_Prompt_. Report every line of the listing below that contains the string "brown", copying each one in full.

_Dataset_.

— BEGIN —

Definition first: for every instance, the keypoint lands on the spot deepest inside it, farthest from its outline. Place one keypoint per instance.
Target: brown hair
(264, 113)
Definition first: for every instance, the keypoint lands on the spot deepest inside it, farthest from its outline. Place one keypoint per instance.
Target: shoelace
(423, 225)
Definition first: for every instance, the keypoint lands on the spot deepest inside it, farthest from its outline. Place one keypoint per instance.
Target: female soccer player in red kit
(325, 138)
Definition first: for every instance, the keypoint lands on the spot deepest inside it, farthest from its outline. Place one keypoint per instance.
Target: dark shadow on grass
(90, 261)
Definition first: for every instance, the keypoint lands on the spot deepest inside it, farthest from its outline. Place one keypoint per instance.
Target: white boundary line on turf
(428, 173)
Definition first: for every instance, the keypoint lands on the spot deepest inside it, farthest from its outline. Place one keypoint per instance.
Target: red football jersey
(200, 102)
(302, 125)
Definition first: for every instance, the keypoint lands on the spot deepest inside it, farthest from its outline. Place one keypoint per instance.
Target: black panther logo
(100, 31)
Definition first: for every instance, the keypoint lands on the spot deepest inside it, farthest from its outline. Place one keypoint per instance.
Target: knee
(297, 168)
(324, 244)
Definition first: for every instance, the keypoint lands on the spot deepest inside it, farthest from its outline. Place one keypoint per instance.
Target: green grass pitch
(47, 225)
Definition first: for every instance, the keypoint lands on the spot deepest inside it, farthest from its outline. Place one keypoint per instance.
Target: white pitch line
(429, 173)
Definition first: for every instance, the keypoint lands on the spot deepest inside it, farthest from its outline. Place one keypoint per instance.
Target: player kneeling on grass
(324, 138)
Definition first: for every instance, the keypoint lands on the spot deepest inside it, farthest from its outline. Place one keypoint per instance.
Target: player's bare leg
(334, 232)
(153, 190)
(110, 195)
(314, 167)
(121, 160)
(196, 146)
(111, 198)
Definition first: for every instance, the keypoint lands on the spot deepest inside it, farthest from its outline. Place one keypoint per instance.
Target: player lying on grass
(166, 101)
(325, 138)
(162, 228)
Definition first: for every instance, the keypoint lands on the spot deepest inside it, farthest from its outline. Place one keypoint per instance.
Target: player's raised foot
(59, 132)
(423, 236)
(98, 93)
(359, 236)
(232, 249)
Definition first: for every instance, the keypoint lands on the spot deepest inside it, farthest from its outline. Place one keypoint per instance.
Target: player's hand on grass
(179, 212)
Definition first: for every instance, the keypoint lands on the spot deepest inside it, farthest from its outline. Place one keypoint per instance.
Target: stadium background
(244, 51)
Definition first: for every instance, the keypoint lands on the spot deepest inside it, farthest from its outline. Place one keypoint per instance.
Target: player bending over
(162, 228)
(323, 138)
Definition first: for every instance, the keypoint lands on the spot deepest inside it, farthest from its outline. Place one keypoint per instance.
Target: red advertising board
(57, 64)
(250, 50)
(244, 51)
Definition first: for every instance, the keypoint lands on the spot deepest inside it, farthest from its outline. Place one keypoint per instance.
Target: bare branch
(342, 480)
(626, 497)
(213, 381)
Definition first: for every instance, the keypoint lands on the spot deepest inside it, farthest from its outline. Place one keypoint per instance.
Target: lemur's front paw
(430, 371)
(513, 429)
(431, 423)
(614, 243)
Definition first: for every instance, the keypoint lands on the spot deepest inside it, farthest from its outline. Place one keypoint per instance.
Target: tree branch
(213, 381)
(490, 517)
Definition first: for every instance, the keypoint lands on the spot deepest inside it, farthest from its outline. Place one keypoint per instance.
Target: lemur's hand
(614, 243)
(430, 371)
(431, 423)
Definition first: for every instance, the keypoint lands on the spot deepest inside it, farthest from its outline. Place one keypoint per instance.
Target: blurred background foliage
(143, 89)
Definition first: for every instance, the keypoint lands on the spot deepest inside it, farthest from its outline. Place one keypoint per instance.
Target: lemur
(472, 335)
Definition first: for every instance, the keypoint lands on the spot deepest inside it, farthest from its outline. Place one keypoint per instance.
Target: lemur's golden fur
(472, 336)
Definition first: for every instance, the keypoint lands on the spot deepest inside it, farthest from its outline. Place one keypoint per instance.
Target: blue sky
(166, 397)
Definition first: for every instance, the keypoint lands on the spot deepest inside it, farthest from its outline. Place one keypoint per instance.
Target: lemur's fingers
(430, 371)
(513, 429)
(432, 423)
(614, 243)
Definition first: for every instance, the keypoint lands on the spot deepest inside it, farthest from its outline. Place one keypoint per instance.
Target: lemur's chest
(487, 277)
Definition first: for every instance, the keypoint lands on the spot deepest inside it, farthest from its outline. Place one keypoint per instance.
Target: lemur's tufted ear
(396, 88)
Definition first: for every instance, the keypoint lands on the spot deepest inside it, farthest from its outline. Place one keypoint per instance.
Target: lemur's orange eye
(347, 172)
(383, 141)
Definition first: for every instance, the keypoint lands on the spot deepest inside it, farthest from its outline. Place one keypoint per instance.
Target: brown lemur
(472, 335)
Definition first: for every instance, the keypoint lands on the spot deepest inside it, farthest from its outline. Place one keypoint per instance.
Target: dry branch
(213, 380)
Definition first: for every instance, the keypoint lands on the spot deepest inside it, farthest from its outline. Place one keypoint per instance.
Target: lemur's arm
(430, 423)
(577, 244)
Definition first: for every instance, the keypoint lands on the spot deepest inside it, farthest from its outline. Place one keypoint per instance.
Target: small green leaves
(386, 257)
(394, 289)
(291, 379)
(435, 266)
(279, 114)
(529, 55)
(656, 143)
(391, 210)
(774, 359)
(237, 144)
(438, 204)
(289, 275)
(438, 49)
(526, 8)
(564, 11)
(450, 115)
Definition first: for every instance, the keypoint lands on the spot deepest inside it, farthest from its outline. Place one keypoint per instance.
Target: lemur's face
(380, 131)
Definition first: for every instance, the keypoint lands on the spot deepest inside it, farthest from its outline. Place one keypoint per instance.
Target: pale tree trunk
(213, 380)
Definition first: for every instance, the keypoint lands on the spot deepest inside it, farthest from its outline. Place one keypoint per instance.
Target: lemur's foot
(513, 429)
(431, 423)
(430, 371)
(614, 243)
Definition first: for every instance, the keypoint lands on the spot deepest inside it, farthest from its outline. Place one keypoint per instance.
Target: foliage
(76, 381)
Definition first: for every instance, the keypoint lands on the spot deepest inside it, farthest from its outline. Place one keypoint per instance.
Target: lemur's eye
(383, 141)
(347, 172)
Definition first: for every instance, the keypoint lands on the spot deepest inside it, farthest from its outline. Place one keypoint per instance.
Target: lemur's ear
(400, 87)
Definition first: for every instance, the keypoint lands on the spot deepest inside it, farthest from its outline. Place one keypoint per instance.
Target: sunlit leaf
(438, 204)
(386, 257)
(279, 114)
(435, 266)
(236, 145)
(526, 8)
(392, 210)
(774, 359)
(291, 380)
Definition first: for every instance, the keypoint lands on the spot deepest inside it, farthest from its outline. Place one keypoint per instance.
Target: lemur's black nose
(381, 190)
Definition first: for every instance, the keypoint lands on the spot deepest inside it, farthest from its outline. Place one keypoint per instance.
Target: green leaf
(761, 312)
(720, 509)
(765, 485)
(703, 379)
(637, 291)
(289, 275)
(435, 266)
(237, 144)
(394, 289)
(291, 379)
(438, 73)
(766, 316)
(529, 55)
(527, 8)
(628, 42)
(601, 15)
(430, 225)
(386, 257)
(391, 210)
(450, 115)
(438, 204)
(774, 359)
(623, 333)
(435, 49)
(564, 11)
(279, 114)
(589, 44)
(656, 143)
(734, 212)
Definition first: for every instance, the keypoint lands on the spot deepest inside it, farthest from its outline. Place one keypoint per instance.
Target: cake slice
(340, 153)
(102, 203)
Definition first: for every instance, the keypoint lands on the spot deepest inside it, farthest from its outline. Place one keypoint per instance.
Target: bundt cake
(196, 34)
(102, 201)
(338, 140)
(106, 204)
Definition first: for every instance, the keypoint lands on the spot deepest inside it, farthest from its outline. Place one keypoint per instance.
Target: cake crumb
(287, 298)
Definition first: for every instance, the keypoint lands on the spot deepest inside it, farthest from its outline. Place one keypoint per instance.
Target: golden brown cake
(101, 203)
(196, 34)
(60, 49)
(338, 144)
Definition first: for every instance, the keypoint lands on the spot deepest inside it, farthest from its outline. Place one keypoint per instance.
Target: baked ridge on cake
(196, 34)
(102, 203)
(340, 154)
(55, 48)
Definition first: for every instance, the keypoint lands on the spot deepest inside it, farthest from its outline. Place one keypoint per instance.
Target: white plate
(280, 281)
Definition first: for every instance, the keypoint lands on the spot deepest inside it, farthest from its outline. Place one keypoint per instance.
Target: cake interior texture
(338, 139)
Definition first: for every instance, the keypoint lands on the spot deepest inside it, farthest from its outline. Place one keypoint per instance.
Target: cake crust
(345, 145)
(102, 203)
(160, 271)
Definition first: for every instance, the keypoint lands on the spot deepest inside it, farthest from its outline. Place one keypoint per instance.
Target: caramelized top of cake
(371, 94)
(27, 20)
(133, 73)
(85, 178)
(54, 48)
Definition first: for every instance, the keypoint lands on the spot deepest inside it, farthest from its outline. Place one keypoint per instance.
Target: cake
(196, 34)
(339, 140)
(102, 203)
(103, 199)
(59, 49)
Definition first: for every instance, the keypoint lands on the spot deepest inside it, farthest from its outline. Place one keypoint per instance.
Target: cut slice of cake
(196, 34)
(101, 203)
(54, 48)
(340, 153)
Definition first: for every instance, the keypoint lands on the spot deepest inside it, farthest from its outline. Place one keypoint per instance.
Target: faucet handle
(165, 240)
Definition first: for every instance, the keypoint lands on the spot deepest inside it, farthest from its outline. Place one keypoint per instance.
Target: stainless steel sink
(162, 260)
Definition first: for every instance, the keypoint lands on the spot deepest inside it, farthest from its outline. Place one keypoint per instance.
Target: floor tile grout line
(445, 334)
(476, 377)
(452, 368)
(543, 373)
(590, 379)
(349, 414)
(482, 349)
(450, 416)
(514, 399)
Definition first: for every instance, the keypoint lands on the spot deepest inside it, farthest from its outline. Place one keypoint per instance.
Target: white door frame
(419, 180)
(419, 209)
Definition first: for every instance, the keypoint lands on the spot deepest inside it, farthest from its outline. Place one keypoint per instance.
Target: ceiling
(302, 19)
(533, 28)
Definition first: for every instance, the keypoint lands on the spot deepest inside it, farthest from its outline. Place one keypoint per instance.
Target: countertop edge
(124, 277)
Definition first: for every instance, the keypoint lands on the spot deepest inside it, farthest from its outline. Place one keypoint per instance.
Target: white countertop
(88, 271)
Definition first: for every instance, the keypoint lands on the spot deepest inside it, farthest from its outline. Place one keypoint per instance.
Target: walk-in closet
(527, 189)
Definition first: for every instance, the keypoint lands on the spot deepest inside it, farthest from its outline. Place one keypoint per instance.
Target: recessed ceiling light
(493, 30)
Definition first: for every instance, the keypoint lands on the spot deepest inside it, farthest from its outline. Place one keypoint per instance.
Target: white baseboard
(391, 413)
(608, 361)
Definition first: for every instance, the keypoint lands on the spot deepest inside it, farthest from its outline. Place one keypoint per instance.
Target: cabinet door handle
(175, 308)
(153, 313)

— END —

_The answer_.
Target: brown hair
Target: brown lemur
Target: golden brown cake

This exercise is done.